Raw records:
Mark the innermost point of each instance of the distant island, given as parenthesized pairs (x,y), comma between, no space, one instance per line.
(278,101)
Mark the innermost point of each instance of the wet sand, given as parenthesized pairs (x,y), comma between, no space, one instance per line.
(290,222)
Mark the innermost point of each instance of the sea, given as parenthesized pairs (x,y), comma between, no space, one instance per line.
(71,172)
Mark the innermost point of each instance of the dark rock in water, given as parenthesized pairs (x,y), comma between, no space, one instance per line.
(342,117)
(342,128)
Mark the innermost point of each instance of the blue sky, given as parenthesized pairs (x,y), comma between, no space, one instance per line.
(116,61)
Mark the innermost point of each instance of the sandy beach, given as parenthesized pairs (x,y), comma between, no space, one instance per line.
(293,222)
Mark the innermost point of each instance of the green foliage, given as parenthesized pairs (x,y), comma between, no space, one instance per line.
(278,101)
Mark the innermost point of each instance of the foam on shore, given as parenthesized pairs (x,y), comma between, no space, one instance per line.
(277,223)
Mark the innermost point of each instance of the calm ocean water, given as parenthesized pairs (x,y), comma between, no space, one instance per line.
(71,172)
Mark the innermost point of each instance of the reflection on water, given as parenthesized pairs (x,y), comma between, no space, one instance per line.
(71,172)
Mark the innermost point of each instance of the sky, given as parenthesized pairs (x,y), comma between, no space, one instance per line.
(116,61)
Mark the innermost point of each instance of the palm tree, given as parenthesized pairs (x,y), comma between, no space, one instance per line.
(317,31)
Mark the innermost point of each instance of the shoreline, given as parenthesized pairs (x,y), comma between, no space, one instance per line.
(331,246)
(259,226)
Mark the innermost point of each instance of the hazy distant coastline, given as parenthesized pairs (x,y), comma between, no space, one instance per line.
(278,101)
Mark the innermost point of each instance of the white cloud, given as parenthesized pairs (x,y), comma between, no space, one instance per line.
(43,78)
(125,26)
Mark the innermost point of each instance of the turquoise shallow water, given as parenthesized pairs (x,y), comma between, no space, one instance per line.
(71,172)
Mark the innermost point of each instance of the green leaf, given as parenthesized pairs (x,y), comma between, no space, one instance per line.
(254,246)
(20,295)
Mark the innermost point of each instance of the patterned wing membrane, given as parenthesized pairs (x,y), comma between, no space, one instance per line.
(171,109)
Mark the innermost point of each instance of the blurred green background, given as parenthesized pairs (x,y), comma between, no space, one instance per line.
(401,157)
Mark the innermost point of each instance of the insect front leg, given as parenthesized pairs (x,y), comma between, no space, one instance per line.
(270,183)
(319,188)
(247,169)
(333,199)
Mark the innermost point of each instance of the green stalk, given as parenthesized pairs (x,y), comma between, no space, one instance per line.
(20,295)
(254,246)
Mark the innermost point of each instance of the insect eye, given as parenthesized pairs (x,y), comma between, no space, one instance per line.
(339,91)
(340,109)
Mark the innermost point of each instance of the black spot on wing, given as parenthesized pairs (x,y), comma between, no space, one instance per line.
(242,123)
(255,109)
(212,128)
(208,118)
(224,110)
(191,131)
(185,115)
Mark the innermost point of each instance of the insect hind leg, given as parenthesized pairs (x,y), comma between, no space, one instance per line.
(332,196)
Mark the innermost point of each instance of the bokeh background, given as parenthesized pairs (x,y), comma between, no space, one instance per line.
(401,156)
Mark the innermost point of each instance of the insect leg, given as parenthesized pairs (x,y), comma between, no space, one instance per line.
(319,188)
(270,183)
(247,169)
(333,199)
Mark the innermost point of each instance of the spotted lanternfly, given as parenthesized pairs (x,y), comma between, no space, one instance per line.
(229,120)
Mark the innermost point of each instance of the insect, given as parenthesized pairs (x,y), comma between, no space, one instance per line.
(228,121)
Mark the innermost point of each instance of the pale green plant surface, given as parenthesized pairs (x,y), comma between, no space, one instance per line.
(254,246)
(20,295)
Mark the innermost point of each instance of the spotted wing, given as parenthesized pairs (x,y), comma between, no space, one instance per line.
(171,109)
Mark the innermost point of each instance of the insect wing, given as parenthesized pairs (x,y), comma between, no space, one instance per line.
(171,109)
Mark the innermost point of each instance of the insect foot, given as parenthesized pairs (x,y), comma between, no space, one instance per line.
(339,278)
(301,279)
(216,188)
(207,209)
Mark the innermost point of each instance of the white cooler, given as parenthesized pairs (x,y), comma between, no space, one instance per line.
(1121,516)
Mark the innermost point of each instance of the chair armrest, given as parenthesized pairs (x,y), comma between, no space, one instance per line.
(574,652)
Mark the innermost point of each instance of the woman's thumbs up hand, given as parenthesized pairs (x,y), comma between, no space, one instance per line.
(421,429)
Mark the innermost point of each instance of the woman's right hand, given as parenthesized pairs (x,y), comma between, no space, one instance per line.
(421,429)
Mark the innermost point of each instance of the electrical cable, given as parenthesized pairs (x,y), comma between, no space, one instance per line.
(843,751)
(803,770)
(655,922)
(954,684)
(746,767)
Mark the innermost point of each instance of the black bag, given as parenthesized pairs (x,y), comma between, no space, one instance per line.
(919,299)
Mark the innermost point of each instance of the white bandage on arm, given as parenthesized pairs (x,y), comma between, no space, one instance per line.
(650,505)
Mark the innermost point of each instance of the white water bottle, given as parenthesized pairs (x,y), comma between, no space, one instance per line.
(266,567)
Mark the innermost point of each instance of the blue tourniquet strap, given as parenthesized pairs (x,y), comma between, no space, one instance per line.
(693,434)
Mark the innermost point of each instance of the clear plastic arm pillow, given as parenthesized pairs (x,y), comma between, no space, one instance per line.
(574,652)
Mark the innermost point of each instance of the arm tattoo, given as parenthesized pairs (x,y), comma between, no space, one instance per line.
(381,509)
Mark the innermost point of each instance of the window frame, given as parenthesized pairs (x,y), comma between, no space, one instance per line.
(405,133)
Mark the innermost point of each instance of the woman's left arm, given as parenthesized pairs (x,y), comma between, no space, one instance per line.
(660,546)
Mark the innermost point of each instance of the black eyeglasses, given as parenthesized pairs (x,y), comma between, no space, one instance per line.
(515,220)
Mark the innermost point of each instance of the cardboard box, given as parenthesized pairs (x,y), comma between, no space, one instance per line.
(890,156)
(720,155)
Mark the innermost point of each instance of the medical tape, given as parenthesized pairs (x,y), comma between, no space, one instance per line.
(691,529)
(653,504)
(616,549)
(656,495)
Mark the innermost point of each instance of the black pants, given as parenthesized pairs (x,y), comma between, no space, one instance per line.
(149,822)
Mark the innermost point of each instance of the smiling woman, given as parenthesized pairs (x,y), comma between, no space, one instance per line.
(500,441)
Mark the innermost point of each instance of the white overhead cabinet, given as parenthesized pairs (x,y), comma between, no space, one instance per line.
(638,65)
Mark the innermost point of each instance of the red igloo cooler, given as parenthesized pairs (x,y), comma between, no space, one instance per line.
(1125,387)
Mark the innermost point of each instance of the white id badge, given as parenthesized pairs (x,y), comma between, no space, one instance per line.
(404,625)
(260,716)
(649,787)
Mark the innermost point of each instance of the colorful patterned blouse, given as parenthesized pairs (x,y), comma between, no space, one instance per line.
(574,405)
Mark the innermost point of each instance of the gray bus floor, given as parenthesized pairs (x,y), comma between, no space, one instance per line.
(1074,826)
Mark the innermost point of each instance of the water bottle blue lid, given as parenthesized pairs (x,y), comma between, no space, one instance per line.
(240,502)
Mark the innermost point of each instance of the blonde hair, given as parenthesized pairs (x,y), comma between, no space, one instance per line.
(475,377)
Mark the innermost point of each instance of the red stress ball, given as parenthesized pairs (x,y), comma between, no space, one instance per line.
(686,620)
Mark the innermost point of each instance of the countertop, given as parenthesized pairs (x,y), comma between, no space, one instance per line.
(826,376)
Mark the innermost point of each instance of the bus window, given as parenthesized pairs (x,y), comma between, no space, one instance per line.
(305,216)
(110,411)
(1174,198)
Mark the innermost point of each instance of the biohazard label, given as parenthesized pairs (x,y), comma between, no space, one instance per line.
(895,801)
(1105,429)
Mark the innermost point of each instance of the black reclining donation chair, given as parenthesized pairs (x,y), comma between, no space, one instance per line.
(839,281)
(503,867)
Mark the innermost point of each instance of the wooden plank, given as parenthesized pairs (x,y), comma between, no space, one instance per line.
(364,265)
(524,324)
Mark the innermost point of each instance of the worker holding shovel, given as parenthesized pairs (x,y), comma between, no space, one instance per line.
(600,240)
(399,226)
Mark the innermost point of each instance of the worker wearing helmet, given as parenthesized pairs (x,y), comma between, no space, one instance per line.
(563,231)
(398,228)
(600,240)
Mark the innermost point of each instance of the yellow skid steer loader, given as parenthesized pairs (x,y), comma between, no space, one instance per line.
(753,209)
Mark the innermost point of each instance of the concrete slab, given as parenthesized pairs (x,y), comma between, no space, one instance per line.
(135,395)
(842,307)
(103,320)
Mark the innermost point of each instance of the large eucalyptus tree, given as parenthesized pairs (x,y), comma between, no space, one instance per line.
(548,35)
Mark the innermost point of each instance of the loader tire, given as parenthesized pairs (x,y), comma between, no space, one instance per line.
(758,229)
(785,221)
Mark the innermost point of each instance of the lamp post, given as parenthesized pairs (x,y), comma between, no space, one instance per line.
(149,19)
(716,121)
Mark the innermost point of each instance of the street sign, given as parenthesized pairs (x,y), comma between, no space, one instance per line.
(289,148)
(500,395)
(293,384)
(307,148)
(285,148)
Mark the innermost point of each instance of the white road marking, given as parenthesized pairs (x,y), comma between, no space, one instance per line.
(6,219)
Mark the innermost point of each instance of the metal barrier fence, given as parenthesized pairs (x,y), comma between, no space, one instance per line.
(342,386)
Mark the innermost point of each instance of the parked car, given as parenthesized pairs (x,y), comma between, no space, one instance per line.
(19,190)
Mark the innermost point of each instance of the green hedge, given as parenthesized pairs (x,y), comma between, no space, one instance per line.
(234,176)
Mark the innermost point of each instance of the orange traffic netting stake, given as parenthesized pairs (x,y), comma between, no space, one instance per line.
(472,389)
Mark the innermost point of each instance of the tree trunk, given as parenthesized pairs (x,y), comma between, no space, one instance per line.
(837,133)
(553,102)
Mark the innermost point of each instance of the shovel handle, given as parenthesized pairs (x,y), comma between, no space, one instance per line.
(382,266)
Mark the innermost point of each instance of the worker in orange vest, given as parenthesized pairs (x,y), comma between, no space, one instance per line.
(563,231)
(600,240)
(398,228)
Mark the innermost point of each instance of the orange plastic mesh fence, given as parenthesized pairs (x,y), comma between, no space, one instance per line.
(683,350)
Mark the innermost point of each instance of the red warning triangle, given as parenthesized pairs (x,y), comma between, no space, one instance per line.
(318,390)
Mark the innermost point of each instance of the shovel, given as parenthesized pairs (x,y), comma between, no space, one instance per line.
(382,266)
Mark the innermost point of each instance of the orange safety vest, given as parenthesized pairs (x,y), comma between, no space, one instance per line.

-- EXERCISE DESCRIPTION --
Find the line that contains "Mark the innermost point of each instance of the worker in" in the listing above. Retype it and every line after it up to the last, exactly, and nothing else.

-- COMPLETE ANSWER --
Mark the innermost point of each instance of the worker in orange vest, given as parenthesized pairs (x,y), comma between, no space, one instance per line.
(563,231)
(600,240)
(398,228)
Mark the innermost point of each instance of the orange plastic mesh fence, given as parenthesized pairs (x,y), comma between, no space, one instance per line.
(683,350)
Mark the innermost point of each instance of the red warning triangle, given as parenthesized pairs (x,y), comma between, no space, one instance per line.
(318,390)
Mark the innermost point of each instance of the shovel, given as parenthesized pairs (x,y), comma between, no space, one instance per line.
(382,266)
Mark the innermost point of each instance of the orange safety vest, given as parenthesized pairs (x,y), comma between, no space, one instance per line.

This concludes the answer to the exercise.